« Soyez saints ! », nous exhorte Celui dont nous avons appris à suivre le Chemin (« Viens, suis-moi », thème 2020-21). Après avoir renouvelé la force de notre engagement et notre désir de fécondité (thème 2021-2022), nous explorons ce qui en est l’âme, et le but : être saints

Pour les époux que nous sommes, c’est surtout par notre mariage que nous sommes appelés à la sainteté. C’est par notre mariage que nous progressons dans notre sanctification mutuelle, traversant joies et peines mais toujours soutenus dans notre état de vie par les grâces de ce sacrement fondateur. Et pourtant, nous trouvons souvent difficile de percevoir l’unité de cette vie si remplie, et sa convergence vers la sainteté ! Nos contemporains semblent se chercher de nouveaux maîtres, « eux qui font leur Dieu de leur ventre, et mettent leur gloire dans ce qui fait leur honte, n’ayant de goût que pour les choses de la terre » (Ph 3, 19). C’est précisément le monde dans lequel le Seigneur nous place et nous attend : n’y a-t-il pas une urgence particulière à y être des saints?
::::
## OBJECTIFS
1. D'après l'extrait, par quel moyen les époux progressent-ils dans leur sanctification mutuelle, et qu'est-ce qui les soutient dans leur état de vie ? Réponds en une à trois phrases.
2. Pour chacune des affirmations suivantes, dis si elle est conforme à l'extrait, par oui ou par non, et cite les mots exacts du texte qui permettent de trancher.
(a) Le thème 2020-21 s'intitulait « Viens, suis-moi ».
(b) Les époux perçoivent sans peine l'unité de leur vie et sa convergence vers la sainteté.
(c) Le thème 2021-2022 portait sur la force de l'engagement et le désir de fécondité.
3. Recopie à l'identique le passage de l'extrait compris entre « Pour les époux » et « être des saints? », ces deux bornes incluses.
::::
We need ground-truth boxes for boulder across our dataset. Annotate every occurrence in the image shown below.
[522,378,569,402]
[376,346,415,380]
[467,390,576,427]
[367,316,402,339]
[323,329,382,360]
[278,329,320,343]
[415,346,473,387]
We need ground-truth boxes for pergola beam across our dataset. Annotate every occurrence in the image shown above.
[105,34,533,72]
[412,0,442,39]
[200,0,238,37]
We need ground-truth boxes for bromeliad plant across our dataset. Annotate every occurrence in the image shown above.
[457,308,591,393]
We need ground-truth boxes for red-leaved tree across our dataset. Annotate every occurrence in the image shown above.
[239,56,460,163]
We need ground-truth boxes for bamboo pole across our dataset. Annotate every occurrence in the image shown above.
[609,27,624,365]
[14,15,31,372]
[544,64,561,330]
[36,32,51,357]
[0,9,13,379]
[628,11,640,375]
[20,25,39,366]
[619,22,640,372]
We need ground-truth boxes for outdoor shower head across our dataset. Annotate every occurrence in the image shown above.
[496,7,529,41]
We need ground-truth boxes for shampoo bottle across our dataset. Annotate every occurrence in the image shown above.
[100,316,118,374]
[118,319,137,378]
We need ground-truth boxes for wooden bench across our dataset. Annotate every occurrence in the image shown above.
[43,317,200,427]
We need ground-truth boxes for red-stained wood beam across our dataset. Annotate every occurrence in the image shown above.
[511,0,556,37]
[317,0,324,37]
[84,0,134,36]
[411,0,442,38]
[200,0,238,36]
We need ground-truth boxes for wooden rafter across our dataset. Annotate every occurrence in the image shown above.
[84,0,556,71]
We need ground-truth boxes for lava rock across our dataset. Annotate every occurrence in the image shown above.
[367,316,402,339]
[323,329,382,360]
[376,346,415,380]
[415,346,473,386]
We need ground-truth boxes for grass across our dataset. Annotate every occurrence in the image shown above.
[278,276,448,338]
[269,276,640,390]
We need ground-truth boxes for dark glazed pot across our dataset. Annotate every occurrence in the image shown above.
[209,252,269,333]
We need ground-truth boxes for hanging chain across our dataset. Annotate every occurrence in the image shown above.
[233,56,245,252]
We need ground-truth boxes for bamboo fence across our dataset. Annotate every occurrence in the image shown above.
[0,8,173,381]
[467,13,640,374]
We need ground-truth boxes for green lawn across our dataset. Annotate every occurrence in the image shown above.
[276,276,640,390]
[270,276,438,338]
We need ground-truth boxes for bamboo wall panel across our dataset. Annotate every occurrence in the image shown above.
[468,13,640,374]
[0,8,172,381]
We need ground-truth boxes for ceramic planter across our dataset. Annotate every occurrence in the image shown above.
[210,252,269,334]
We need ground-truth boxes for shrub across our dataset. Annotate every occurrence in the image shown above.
::::
## RÉSULTATS ATTENDUS
1. Les époux progressent dans leur sanctification mutuelle par leur mariage. À travers les joies et les peines, ils sont toujours soutenus dans leur état de vie par les grâces de ce sacrement fondateur.

2.
(a) Oui : « (« Viens, suis-moi », thème 2020-21) ».
(b) Non : « nous trouvons souvent difficile de percevoir l’unité de cette vie si remplie, et sa convergence vers la sainteté ! ».
(c) Oui : « Après avoir renouvelé la force de notre engagement et notre désir de fécondité (thème 2021-2022) ».

3.
Pour les époux que nous sommes, c’est surtout par notre mariage que nous sommes appelés à la sainteté. C’est par notre mariage que nous progressons dans notre sanctification mutuelle, traversant joies et peines mais toujours soutenus dans notre état de vie par les grâces de ce sacrement fondateur. Et pourtant, nous trouvons souvent difficile de percevoir l’unité de cette vie si remplie, et sa convergence vers la sainteté ! Nos contemporains semblent se chercher de nouveaux maîtres, « eux qui font leur Dieu de leur ventre, et mettent leur gloire dans ce qui fait leur honte, n’ayant de goût que pour les choses de la terre » (Ph 3, 19). C’est précisément le monde dans lequel le Seigneur nous place et nous attend : n’y a-t-il pas une urgence particulière à y être des saints?